“Idol”ı ilk dinleyişimde aklımdan geçen ilk şey buydu.
“The Chills”, “Ecdysis”, “Anareta”… HORRENDOUS 2012-2015 arasında çıkardığı bu 3 albümle bir anda yeryüzünün en kaliteli death metal gruplarından birine dönüşmüştü. İlk 2 albümüyle çıtayı en tepelere çıkaran grup, death metali yakından takip eden herkesin anında dikkatini çekmiş ve olağanüstü güzellikteki “Anareta”yla da türün yakın zamanlardaki zirvelerinden birine imza atmıştı.
Doğal olarak yeni albüme dair beklenti büyüktü. HORRENDOUS öylesine karakteristik ve üst düzey bir death metal sunuyordu ki, “Idol”ın hayal kırıklığı olma ihtimali diye bir şey bile söz konusu değildi.
Bir şeyi baştan söylemek lazım. HORRENDOUS gerçekten özel bir grup. Çok süper prodüksiyon, aşmış müzisyenlik falan gibi teknik detaylardan bağımsız; maneviyatında, özünde farklı bir tat olan; hem yenilikçi işler yapan hem de eskinin ruhunu beraberinde getiren bir grup HORRENDOUS. Zaman zaman aşırı derecede naif, zaman zaman son derece yoğun, yaratıcılık namına son yılların en değerli işlerinden bazılarına imza atan ve çok fazla şeyi doğru yapan bir grup.
##############################
Soru 1:
Aşağıdaki (a), (b) ve (c) ifadelerinin okuma metniyle uyuşup uyuşmadığını belirtin. Her biri için evet ya da hayır deyin ve kararı belirleyen sözleri metinden aynen alıntılayın.
(a) HORRENDOUS üç albümünü 2012-2015 arasında çıkarmıştır.
(b) “Idol”ın hayal kırıklığı olma ihtimali yüksek görülüyordu.
(c) Grubun özelliği yalnızca teknik detaylardan gelir.
Soru 2:
Okuma metnine göre şu soruları cevaplayın:
(a) Hangi albümü ilk dinleyiş, metnin ilk cümlesinde anılıyor?
(b) Türün yakın zamanlardaki zirvelerinden biri olarak hangi albüm gösteriliyor?
(c) Grup zaman zaman hangi iki şekilde nitelendiriliyor?
Cevaplar için yalnızca okuma metnine dayanın.

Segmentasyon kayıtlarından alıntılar
##############################
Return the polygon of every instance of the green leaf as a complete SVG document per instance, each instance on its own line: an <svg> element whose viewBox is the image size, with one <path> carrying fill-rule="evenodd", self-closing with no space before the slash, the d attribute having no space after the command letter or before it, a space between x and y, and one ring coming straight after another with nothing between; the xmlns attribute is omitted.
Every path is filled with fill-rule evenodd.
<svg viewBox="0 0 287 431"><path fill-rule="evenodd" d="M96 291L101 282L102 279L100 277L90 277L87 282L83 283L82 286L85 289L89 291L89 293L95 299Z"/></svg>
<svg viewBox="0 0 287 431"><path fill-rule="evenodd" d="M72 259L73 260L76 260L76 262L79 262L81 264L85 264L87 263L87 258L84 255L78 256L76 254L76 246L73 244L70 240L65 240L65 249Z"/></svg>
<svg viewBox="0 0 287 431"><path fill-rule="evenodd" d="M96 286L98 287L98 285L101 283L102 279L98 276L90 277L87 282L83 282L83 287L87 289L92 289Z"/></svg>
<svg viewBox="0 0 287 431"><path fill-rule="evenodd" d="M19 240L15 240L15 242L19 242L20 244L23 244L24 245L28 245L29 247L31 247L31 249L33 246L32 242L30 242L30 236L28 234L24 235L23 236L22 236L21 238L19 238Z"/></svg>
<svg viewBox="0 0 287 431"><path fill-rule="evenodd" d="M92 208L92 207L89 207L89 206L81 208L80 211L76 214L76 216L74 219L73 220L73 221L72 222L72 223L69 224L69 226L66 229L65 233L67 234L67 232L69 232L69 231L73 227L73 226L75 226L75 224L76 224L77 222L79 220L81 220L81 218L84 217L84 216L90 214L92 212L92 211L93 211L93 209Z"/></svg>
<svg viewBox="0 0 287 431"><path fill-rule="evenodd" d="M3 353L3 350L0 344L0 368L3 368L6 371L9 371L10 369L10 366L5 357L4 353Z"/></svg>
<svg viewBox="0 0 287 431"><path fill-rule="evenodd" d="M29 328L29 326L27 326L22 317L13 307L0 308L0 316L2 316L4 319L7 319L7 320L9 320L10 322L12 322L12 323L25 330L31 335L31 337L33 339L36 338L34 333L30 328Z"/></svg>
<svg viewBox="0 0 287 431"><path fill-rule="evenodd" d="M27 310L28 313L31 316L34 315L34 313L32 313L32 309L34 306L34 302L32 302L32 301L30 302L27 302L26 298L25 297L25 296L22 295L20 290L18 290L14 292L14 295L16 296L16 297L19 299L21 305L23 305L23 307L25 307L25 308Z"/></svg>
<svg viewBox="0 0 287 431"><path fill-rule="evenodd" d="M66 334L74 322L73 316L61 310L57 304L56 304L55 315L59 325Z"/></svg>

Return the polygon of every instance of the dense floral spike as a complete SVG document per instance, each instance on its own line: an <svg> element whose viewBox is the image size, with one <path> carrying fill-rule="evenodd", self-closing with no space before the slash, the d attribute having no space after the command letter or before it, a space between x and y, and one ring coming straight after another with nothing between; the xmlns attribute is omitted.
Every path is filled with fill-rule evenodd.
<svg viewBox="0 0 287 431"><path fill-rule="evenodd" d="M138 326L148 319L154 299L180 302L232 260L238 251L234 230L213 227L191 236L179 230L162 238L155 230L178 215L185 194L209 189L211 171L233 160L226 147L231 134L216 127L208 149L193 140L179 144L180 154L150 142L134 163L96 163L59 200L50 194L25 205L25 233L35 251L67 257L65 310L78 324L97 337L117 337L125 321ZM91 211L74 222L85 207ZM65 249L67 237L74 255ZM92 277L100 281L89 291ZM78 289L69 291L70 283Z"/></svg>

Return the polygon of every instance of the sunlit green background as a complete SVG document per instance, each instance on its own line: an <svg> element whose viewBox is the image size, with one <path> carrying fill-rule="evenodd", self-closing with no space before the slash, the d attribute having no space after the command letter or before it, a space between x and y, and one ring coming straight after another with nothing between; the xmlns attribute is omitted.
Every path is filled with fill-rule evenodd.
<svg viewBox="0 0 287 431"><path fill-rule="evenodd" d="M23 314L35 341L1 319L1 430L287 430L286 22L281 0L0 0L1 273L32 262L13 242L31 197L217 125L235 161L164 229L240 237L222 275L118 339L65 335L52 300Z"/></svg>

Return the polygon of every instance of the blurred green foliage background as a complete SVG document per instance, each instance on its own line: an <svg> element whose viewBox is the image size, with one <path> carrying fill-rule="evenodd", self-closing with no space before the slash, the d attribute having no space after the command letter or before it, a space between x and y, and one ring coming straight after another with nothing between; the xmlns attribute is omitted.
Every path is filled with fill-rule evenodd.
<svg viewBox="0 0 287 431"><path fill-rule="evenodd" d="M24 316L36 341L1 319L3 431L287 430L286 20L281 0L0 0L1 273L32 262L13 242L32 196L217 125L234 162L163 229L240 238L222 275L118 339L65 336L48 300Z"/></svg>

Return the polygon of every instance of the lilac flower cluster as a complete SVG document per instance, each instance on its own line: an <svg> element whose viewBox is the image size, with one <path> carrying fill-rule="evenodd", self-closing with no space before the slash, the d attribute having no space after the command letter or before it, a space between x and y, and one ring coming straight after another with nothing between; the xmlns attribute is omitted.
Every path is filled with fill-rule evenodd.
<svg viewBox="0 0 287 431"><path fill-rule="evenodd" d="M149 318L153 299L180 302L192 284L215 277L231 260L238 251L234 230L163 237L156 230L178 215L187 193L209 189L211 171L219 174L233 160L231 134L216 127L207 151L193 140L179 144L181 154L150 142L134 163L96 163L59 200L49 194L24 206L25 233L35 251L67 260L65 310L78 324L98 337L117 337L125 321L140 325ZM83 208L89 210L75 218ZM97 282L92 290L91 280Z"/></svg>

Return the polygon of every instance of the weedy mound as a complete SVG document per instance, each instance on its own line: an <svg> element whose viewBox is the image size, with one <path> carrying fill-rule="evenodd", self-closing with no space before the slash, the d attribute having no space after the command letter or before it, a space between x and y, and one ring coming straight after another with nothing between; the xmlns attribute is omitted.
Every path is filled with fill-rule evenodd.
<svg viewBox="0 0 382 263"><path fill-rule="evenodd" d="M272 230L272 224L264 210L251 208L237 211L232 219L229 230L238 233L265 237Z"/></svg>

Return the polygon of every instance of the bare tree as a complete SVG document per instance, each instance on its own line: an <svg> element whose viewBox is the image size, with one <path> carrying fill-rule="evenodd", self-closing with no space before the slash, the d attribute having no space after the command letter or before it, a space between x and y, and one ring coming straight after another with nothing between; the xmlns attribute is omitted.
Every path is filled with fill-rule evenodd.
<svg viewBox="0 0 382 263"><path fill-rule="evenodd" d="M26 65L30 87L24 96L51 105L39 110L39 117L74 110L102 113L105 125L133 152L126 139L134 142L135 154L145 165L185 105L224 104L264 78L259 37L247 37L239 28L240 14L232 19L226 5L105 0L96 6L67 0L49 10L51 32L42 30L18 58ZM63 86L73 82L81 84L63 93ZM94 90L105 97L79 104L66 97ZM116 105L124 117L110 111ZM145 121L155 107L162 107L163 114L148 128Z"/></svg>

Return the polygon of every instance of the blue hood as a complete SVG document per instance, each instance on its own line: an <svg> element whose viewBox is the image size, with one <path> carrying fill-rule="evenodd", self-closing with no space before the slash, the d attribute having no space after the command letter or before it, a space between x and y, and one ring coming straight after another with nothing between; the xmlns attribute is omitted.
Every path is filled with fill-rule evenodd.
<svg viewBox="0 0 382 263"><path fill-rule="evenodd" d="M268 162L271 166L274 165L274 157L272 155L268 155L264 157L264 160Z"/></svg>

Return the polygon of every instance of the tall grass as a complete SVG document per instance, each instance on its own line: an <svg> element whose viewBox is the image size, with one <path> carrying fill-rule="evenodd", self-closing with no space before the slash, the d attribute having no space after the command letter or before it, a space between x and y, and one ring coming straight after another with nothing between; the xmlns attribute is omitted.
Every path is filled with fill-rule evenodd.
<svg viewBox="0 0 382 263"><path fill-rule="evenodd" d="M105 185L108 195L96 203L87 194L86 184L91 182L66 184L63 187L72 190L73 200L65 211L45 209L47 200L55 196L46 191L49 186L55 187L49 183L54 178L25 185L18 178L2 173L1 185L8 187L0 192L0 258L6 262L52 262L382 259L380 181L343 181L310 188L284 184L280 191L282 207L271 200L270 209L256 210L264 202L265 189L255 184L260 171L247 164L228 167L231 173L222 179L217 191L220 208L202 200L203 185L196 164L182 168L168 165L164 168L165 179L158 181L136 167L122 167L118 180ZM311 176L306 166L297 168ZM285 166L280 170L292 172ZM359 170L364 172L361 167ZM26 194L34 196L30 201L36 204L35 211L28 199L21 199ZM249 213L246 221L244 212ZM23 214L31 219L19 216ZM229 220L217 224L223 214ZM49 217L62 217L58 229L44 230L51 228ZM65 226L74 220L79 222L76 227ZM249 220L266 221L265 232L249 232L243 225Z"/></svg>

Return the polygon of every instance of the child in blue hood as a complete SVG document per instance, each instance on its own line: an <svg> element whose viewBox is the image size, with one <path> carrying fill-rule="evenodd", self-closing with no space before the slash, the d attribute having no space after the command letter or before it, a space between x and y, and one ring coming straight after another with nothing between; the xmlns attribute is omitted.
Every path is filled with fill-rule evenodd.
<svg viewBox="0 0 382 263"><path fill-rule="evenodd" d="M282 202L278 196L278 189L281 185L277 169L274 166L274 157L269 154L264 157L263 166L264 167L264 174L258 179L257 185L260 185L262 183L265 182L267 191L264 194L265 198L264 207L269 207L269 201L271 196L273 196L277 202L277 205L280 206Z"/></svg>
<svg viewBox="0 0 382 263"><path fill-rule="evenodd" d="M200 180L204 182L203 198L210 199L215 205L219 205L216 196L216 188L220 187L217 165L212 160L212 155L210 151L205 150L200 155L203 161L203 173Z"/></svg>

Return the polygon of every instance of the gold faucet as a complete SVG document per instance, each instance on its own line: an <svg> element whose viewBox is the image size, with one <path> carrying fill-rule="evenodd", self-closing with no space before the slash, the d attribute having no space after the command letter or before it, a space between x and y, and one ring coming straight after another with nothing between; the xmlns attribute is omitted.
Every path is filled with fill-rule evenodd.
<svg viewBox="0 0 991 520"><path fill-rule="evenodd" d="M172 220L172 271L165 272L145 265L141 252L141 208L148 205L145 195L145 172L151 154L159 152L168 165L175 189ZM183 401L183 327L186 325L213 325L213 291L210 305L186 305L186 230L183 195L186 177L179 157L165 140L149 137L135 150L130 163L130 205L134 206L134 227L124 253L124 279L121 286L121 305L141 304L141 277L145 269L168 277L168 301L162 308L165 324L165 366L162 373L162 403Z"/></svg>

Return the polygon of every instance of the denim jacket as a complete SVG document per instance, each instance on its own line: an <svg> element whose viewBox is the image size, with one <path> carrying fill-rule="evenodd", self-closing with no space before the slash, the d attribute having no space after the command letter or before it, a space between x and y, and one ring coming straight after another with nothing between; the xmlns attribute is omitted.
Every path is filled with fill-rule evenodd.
##############################
Tam cevap 1:
(a) Evet: "HORRENDOUS 2012-2015 arasında çıkardığı bu 3 albümle"
(b) Hayır: "“Idol”ın hayal kırıklığı olma ihtimali diye bir şey bile söz konusu değildi."
(c) Hayır: "Çok süper prodüksiyon, aşmış müzisyenlik falan gibi teknik detaylardan bağımsız"

Tam cevap 2:
(a) “Idol”
(b) “Anareta”
(c) Aşırı derecede naif ve son derece yoğun